▶ _Records for the exercise_:
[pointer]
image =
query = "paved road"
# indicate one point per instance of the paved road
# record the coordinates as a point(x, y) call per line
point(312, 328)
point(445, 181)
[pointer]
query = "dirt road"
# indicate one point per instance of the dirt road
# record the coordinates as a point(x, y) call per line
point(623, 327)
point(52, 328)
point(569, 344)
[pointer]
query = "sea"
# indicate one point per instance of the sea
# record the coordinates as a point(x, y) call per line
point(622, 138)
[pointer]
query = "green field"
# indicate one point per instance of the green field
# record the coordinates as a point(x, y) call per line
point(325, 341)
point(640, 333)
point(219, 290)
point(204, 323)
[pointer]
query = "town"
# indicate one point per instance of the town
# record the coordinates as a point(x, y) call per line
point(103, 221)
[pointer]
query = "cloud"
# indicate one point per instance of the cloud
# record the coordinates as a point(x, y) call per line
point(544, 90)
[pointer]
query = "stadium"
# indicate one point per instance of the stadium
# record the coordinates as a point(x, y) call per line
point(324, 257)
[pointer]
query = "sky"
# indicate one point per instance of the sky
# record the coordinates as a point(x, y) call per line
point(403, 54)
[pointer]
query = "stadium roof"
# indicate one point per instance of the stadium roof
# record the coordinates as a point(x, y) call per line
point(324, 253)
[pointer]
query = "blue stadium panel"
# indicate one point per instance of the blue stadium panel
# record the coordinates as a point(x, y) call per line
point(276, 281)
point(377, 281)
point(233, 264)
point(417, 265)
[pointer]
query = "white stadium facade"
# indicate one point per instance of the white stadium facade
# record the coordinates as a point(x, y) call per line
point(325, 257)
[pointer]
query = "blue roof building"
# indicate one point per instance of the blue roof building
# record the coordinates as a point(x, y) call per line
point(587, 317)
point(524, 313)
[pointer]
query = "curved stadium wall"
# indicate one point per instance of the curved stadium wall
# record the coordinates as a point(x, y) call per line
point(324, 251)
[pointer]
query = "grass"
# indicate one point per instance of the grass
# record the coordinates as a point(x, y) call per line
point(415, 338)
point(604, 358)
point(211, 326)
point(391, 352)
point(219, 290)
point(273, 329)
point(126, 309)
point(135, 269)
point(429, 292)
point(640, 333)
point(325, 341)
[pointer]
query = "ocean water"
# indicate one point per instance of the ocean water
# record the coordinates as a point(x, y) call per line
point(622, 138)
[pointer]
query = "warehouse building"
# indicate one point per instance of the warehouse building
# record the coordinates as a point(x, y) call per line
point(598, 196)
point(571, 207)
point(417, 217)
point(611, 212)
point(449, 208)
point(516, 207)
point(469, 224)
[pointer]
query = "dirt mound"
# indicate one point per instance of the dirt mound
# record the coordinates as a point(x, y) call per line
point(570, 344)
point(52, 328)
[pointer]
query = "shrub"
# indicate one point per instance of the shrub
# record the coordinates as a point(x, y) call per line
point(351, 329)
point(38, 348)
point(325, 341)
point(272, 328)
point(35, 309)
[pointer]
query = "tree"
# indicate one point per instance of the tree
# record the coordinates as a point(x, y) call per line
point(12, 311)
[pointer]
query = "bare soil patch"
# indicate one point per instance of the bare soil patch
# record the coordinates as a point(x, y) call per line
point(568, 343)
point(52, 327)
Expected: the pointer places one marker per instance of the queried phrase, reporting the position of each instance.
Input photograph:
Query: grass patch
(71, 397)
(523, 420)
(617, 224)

▶ _Challenge_:
Rewrite all of the records above with "location" in place of every "coordinates", and change nothing else.

▶ _Exercise response_:
[pointer]
image =
query = "paved road"
# indicate one point per instance of the paved road
# record the location as a point(x, y) call per line
point(312, 328)
point(445, 181)
[pointer]
query = "dirt road"
# indicate one point per instance of the dirt road
# record the location as a point(x, y) call per line
point(623, 327)
point(52, 328)
point(569, 344)
[pointer]
query = "sea"
# indicate one point per instance of the sea
# record the location as a point(x, y) call per line
point(622, 138)
[pointer]
query = "green field"
# indicate one point per instance of the green field
# record the location as a point(x, y) call per line
point(325, 341)
point(640, 333)
point(219, 290)
point(204, 323)
[pointer]
query = "town"
# indicate one point per instance of the town
# record the location as a point(x, y) call per line
point(103, 221)
[pointer]
query = "cloud"
# indicate one point per instance of the cloud
# record the location as a point(x, y) call per line
point(544, 90)
[pointer]
query = "stadium"
# indicate one point per instance of the stadium
# record the location as a point(x, y) call per line
point(324, 257)
[pointer]
query = "sky"
# indicate one point per instance of the sky
# record the location as a point(x, y) call per line
point(403, 54)
[pointer]
query = "stadium roof"
# indicate one point per instance of the stadium roof
# record the location as a point(x, y) call per line
point(324, 253)
[pointer]
query = "blue stadium panel"
# indicate one point per instance of the blue stadium panel
# record the location as a point(x, y) call per line
point(276, 281)
point(377, 281)
point(233, 264)
point(417, 265)
[pointer]
query = "white stadium facade"
# indicate one point per instance of the white stadium facade
# record the location as a point(x, y) call per line
point(325, 257)
[pointer]
query = "blue roof building"
# indicate one point per instance of the blue roof building
# record the location as a point(x, y) call per line
point(587, 317)
point(524, 313)
[pointer]
query = "curved stadium wall"
# indicate one point per instance of the curved stadium wall
# record the location as a point(x, y) call per line
point(324, 251)
[pointer]
query = "grass"
# indicate one point per instance of the grass
# record the location as a point(x, y) call per line
point(415, 338)
point(604, 358)
point(211, 326)
point(391, 352)
point(219, 290)
point(273, 329)
point(126, 309)
point(135, 269)
point(429, 292)
point(640, 333)
point(325, 341)
[pointer]
query = "ocean water"
# indicate one point per instance of the ocean water
# record the location as a point(x, y) call per line
point(622, 138)
[pointer]
query = "warehouse building"
# indicate one point per instance of the warehouse building
# record the location as a point(x, y) call per line
point(598, 196)
point(571, 207)
point(417, 217)
point(611, 212)
point(449, 208)
point(516, 207)
point(469, 224)
[pointer]
query = "dirt mound"
# indicate one point per instance of the dirt mound
# record the location as a point(x, y) call per line
point(570, 344)
point(52, 328)
[pointer]
query = "shrub"
# indicate one point per instance of the shrub
# record the location as a point(x, y) call per line
point(351, 329)
point(38, 348)
point(325, 341)
point(272, 328)
point(35, 309)
[pointer]
query = "tree"
# indicate one point per instance of the tree
# record the location as a point(x, y) call per line
point(12, 311)
[pointer]
query = "bare soil patch"
# indicate one point per instance of the bare soil patch
# record the location as a point(x, y) call per line
point(568, 343)
point(52, 327)
Expected: the pointer places one marker per instance of the queried phrase, reporting the position of each instance.
Input photograph:
Query: grass patch
(71, 397)
(523, 420)
(617, 224)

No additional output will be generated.